▸ How to complete this task: Quote the records that follow in full, leaving the pictures out.
=-=-=
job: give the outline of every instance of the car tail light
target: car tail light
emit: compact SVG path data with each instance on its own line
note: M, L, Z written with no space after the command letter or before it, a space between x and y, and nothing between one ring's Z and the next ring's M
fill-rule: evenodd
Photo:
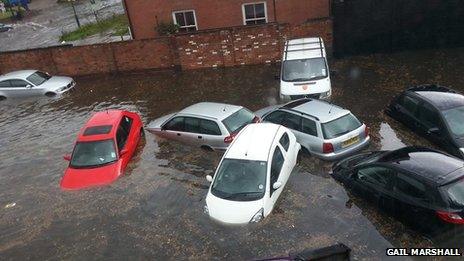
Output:
M452 224L464 224L464 219L459 215L459 213L446 212L446 211L437 211L437 216L448 223Z
M224 143L231 143L234 140L235 136L237 136L236 132L231 133L229 136L224 138Z
M255 117L253 118L253 123L259 123L259 122L261 122L261 118L258 117L258 116L255 116Z
M322 153L331 153L334 152L334 146L332 143L325 143L322 144Z
M369 136L369 127L366 126L364 129L364 136L368 137Z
=-=-=
▸ Task solution:
job: give the outline of every instance of the car tail light
target: car tail light
emit: compact SVG path data with each instance on its own line
note: M, L, Z written with no space after the command letter or before it, a space between x and y, and nothing between one ring's Z and the next ring's M
fill-rule: evenodd
Photo:
Output:
M452 224L464 224L464 219L459 215L459 213L446 212L446 211L437 211L437 216L448 223Z
M224 143L231 143L234 140L235 136L237 136L236 132L231 133L229 136L224 138Z
M255 117L253 118L253 123L259 123L259 122L261 122L261 118L258 117L258 116L255 116Z
M322 153L331 153L334 152L334 146L332 143L325 143L322 144Z
M369 136L369 127L366 126L364 129L364 136L368 137Z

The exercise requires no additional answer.